> _Source text_
■ ■ ■ ■ ■
News & Opinion
Indian Supreme Court Recognizes Third Gender
The landmark judgment will recognize trans people as being of a third gender.
April 15 2014 1:51 PM EST
February 05 2015 9:27 PM EST
India's supreme court has created a "third gender" status for transgender people. The ruling, announced today, will require the government to provide trans people with quotas in jobs and education on par with those offered to other minorities, as well as key amenities. Trans people can also identify as such on legal and other governmental forms. Special public toilets and hospital wards must be constructed as well.
The Indian term used to describe transgender people, cross-dressers, intersex people, and those who identify as neither male nor female is "Hijra."While Western societal constructs dealing with transgender people are often built on a gender binary, India and other Eastern societies allow for a third gender, neither strictly male nor female.
"Recognition of transgenders as a third gender is not a social or medical issue but a human rights issue," said Justice KS Radhakrishnan in his ruling on Tuesday.
Countries across South East Asia have begun to legally recognize their trans communities. This year India's Election commission allowed people to register as "other" in the gender section on voter registration forms. Last year Nepal, India's neighbor to the north, offered a third gender option on official documents and in 2007 the country's supreme court ordered the nation to scrap all laws that decimate on the basis of sexual orientation or gender identity. Bangladesh also recognized a third a third gender as of last year.
This ruling comes from the same Supreme Court that upheld India's Section 337: the 153-year-old colonial-era law that penalizes gay sex.
■ ■ ■ ■ ■
> _Problems and tasks_
[A] Repeat the passage of the article on India's third gender ruling from "The Indian term" to "ruling on Tuesday.".
[B] Render this sentence from the article on India's third gender ruling into Spanish: "Trans people can also identify as such on legal and other governmental forms."
[C] Answer these questions using the article on India's third gender ruling.
(i) Which justice is quoted on the ruling?
(ii) What did India's Election commission allow people to do this year?
(iii) How old is the colonial-era law that penalizes gay sex?
The material that follows comes from a different source than the article.

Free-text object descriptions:
■ ■ ■ ■ ■
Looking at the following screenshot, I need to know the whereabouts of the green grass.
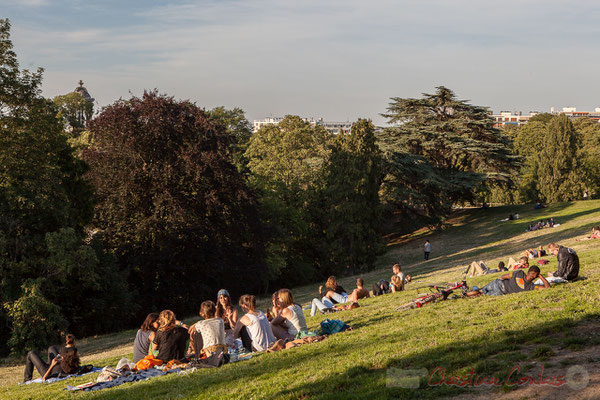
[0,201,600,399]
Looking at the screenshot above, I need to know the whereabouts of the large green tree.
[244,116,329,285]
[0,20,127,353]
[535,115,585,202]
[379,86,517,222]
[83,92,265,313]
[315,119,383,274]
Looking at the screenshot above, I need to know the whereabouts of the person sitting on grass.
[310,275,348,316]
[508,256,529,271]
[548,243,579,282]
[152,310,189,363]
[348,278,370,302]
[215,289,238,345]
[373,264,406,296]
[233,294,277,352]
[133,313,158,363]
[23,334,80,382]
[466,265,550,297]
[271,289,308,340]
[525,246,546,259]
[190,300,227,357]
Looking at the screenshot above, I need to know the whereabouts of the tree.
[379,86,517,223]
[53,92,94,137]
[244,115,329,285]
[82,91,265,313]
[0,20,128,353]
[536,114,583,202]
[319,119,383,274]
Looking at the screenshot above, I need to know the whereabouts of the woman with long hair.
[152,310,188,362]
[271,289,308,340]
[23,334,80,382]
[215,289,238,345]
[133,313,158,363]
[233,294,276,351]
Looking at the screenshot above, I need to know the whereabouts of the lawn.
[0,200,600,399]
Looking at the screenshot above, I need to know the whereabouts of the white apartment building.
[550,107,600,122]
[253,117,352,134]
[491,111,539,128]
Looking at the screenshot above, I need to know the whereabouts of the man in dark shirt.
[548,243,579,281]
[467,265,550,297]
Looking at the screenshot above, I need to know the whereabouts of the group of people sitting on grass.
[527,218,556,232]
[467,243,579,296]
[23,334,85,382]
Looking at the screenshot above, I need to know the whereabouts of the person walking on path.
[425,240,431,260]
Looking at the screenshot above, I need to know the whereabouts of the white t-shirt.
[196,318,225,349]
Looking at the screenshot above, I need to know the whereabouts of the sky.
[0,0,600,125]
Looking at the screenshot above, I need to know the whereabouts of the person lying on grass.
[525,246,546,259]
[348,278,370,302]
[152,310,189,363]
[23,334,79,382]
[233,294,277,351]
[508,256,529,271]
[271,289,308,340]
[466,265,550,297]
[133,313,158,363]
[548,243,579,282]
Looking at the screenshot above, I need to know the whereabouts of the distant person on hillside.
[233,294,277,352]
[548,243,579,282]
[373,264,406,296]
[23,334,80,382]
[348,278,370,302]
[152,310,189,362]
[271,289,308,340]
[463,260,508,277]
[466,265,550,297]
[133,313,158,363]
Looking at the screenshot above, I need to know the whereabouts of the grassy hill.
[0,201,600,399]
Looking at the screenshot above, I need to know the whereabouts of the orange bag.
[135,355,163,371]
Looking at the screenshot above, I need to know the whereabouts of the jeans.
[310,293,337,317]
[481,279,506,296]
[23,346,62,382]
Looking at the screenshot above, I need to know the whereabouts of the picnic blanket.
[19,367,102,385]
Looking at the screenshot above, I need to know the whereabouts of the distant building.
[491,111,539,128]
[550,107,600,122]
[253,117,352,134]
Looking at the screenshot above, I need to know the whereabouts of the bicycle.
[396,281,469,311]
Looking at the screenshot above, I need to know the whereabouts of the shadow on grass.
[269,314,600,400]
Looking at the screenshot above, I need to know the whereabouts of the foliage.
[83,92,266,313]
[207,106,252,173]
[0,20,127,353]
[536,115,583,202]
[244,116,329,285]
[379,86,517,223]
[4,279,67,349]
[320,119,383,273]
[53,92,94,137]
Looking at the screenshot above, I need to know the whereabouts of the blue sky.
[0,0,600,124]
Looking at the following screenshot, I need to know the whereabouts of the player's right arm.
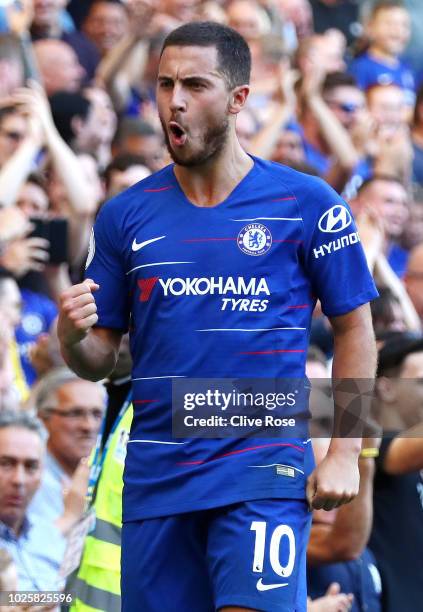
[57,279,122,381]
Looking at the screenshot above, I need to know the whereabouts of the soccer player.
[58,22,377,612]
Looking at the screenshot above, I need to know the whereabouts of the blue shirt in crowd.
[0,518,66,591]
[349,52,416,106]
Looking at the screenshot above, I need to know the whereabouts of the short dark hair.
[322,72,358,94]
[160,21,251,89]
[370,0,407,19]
■ ■ ■ ■ ■
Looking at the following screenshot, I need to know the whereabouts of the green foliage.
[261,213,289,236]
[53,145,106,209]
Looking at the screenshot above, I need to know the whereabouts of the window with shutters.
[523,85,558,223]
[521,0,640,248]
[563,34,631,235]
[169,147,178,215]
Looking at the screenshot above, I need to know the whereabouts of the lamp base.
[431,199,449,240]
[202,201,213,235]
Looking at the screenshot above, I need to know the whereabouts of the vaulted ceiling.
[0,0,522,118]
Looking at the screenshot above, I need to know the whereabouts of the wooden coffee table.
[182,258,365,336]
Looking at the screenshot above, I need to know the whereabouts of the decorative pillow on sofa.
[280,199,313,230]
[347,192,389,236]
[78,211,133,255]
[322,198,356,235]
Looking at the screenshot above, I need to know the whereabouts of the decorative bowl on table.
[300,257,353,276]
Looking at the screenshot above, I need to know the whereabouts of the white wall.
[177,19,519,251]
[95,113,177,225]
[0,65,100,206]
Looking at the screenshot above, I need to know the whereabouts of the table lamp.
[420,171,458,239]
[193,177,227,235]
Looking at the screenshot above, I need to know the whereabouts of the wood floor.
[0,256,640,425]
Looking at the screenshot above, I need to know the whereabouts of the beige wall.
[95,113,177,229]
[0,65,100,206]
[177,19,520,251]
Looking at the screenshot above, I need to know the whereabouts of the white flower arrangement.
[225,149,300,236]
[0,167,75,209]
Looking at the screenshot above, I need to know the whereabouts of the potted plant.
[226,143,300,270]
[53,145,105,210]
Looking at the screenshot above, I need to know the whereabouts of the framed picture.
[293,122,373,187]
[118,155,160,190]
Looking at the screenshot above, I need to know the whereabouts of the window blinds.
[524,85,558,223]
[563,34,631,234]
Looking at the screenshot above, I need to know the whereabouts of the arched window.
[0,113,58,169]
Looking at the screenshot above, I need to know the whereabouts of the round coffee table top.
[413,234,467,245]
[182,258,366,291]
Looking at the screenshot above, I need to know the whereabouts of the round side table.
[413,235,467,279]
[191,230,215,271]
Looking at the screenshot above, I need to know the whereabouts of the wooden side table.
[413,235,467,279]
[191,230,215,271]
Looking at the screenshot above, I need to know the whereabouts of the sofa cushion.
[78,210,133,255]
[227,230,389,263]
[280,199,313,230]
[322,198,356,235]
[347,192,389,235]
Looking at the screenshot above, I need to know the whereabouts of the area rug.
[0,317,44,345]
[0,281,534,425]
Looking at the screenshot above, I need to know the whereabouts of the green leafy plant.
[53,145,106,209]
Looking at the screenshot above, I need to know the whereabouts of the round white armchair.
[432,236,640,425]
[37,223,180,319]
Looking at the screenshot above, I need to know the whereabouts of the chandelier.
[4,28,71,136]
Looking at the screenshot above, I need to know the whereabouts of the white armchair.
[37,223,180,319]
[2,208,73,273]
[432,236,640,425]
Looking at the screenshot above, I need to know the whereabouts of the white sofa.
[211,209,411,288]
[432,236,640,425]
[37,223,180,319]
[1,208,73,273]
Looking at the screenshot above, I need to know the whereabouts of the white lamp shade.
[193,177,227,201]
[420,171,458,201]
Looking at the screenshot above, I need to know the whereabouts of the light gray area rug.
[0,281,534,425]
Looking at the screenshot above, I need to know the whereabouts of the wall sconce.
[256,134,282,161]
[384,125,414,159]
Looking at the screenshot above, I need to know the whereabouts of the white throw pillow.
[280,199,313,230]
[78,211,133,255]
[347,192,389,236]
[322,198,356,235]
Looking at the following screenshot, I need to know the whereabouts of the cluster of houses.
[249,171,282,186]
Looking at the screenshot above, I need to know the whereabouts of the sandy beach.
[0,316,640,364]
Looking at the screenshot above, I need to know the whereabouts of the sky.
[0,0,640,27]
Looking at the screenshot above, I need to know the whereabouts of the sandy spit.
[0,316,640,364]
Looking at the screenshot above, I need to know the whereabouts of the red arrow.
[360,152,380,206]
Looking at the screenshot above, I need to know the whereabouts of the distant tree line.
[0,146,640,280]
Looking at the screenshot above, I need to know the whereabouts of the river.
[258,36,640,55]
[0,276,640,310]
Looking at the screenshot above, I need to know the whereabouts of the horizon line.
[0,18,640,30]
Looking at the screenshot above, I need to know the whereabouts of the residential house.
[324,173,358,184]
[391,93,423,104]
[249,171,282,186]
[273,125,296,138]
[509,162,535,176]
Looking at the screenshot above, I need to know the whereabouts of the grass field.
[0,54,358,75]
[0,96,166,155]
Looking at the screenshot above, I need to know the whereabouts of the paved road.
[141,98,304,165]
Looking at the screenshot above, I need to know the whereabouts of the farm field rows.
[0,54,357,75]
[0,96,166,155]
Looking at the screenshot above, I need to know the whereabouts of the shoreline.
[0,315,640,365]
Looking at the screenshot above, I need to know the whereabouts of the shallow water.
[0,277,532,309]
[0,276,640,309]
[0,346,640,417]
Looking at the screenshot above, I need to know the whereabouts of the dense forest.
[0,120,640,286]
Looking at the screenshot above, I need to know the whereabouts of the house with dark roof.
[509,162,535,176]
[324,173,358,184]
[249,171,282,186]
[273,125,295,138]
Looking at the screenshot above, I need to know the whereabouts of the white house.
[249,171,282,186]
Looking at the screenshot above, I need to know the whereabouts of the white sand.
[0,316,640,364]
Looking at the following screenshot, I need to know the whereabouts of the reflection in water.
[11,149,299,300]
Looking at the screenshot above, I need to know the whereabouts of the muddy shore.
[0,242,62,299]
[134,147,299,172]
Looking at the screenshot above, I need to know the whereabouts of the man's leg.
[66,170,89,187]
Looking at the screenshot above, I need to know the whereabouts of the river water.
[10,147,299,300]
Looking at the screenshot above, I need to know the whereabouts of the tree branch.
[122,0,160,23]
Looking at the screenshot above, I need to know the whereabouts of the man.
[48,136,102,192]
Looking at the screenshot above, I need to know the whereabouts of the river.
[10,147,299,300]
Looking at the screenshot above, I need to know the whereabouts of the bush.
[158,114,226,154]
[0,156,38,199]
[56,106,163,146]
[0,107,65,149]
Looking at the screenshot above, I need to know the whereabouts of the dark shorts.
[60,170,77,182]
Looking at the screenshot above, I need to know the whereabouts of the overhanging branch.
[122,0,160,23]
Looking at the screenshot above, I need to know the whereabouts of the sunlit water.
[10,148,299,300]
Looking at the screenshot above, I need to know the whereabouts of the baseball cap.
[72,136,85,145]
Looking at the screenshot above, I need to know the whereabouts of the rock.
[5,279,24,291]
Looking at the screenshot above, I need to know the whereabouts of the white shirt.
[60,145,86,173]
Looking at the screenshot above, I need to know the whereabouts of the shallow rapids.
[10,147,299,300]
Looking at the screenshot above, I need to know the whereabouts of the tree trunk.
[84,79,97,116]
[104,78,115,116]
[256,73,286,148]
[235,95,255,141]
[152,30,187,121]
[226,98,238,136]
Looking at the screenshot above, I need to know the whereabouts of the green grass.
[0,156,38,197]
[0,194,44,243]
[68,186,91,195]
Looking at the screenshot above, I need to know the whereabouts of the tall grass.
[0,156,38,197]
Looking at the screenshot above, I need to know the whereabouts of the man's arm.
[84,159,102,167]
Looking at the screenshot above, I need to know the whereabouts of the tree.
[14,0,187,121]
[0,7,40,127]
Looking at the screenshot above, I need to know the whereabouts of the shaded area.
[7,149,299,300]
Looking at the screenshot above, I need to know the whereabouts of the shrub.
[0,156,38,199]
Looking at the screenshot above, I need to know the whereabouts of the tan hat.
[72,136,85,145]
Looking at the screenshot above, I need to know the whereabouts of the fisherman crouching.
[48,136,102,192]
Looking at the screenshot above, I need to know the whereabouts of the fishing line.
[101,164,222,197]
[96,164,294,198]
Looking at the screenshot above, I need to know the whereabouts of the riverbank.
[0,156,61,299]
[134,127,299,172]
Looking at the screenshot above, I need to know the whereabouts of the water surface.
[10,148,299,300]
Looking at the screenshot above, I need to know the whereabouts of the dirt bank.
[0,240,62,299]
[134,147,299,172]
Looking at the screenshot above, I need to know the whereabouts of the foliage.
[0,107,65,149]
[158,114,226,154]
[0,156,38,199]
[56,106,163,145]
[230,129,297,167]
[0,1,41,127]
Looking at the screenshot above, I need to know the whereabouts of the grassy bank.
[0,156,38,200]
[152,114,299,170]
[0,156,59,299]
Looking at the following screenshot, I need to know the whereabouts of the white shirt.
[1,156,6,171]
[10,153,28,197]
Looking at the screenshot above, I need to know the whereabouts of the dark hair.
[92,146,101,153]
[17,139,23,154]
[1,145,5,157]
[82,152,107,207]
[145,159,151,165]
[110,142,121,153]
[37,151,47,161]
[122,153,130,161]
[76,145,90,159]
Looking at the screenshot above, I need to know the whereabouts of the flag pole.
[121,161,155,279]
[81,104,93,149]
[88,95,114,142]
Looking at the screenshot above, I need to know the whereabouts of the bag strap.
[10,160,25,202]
■ ■ ■ ■ ■
> _Answers to the tasks_
[A]
The Indian term used to describe transgender people, cross-dressers, intersex people, and those who identify as neither male nor female is "Hijra."While Western societal constructs dealing with transgender people are often built on a gender binary, India and other Eastern societies allow for a third gender, neither strictly male nor female.
"Recognition of transgenders as a third gender is not a social or medical issue but a human rights issue," said Justice KS Radhakrishnan in his ruling on Tuesday.

[B] Las personas trans también pueden identificarse como tales en formularios legales y otros formularios gubernamentales.

[C]
(i) Justice KS Radhakrishnan
(ii) Register as "other" in the gender section on voter registration forms
(iii) 153 years old